A run of records
────────
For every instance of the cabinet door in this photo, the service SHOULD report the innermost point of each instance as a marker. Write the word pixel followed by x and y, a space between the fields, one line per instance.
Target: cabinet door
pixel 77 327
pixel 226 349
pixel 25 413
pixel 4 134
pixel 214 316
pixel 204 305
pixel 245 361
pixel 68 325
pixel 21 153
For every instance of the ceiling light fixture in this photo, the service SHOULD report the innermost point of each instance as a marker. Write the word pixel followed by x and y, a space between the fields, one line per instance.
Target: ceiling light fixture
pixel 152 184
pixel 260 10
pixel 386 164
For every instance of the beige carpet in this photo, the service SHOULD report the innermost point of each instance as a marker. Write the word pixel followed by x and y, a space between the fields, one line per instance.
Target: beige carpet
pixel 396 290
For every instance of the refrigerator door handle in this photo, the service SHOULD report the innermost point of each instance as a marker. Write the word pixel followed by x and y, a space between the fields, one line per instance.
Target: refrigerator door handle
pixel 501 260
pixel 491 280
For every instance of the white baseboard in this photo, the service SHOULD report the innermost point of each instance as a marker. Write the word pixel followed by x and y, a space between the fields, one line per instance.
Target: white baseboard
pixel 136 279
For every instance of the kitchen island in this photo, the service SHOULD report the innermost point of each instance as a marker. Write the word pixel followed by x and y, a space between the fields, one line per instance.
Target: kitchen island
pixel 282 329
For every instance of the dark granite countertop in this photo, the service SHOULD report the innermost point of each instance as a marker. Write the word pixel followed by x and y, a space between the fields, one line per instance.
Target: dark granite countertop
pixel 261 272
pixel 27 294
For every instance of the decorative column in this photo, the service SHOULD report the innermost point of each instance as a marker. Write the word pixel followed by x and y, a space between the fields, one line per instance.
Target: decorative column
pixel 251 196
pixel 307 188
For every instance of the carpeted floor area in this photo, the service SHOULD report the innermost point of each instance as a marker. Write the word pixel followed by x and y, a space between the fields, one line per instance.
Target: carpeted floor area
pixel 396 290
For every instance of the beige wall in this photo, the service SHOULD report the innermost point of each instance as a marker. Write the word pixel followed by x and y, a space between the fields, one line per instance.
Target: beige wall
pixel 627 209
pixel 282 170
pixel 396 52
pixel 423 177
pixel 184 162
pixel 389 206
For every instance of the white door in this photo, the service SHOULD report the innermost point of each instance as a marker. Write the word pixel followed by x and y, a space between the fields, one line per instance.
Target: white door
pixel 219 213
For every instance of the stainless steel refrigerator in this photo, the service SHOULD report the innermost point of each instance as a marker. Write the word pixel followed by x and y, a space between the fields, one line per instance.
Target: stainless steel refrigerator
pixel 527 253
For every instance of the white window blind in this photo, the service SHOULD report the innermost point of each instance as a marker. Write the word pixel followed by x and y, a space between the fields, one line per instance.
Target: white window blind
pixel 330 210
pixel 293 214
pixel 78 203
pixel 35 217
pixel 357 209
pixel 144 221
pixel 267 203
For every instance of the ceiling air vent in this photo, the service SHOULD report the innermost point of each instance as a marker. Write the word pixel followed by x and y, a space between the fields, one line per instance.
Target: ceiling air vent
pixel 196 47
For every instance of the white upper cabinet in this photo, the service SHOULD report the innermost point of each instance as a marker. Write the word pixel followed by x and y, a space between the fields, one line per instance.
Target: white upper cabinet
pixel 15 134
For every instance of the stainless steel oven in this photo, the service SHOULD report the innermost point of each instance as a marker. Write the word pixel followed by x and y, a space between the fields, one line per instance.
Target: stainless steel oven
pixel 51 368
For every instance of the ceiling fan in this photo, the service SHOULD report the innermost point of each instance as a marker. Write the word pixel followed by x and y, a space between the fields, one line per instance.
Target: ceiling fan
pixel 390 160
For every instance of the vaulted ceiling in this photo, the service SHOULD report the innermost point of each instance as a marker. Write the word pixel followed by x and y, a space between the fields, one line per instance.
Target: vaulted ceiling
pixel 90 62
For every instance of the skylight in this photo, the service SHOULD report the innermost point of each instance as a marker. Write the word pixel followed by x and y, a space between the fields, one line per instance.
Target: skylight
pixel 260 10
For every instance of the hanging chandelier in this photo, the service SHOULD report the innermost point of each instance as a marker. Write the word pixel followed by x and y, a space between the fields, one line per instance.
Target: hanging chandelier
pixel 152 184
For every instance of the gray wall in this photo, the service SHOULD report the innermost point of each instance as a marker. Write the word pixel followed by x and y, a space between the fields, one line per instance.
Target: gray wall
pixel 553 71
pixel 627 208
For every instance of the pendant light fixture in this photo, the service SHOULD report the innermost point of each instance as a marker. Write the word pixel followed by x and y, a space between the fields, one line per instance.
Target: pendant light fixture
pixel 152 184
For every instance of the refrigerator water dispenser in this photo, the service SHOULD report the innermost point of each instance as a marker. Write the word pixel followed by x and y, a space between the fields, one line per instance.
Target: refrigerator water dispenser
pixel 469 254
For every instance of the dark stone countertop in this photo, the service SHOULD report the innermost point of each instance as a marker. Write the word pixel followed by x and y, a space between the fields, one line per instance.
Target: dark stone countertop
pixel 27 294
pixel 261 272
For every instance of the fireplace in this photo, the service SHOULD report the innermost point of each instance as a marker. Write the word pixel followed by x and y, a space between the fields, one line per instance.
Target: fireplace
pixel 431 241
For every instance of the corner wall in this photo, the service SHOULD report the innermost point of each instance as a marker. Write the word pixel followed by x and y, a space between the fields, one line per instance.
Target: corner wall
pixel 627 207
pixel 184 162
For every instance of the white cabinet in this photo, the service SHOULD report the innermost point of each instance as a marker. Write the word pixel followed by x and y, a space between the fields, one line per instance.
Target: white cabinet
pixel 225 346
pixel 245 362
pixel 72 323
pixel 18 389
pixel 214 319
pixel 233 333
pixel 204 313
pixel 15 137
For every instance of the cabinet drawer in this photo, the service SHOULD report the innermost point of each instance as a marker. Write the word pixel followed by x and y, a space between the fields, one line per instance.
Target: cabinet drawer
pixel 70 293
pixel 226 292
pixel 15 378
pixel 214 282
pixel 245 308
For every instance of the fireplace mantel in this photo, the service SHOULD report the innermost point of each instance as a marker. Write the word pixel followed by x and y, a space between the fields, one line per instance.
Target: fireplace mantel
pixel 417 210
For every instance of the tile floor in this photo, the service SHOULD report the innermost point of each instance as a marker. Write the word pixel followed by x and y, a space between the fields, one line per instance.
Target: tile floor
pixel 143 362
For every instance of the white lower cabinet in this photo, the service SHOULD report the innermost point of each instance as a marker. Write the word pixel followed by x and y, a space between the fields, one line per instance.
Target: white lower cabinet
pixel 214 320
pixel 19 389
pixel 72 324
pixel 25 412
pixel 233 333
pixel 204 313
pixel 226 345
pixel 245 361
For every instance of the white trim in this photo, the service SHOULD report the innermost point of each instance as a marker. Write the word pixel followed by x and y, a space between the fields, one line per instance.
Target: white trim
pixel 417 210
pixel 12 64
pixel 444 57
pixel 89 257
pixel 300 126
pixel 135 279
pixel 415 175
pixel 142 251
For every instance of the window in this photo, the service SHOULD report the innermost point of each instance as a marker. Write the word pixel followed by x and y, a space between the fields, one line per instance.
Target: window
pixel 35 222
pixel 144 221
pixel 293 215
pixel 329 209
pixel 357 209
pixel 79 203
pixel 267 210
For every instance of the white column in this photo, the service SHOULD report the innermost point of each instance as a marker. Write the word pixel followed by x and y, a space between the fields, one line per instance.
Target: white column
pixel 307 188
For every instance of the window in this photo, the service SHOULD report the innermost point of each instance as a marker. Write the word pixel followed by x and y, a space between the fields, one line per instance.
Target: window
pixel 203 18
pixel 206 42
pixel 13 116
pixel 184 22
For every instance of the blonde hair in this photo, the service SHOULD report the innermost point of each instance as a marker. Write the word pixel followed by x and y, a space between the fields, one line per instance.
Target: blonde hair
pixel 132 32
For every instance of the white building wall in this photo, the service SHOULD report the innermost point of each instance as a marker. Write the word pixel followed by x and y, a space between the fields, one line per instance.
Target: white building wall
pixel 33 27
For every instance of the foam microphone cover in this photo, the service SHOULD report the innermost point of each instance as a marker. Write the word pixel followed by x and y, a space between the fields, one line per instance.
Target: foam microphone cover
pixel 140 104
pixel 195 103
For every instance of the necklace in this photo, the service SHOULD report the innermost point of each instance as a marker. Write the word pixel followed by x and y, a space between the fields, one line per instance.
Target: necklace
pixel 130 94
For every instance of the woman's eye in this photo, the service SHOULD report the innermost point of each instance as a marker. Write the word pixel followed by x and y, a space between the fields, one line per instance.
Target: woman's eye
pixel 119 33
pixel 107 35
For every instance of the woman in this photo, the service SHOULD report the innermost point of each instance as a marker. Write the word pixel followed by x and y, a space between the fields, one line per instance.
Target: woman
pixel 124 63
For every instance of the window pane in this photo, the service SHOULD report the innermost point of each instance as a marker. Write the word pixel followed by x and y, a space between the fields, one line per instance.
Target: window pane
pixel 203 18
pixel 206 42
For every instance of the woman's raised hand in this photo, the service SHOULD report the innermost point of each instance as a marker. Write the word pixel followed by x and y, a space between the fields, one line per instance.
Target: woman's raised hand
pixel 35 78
────────
Task details
Revise the records from the line containing "For every instance of the window pane" through the end, changing "window pane" to "glass panel" and keeping everything else as it is. Give only those lines.

Exercise answer
For every instance of the glass panel in this photo, the service SHOULD report the innermost point of each instance as a marker. Write the word pixel followed by x and y, a space between the fields, one line per instance.
Target: glass panel
pixel 203 18
pixel 206 42
For every instance of the woman's raised hand in this photo, the service SHOULD report the innermost point of each instance as a marker. Write the word pixel followed by x and y, a space between the fields, one line per instance.
Target: woman's raised hand
pixel 35 78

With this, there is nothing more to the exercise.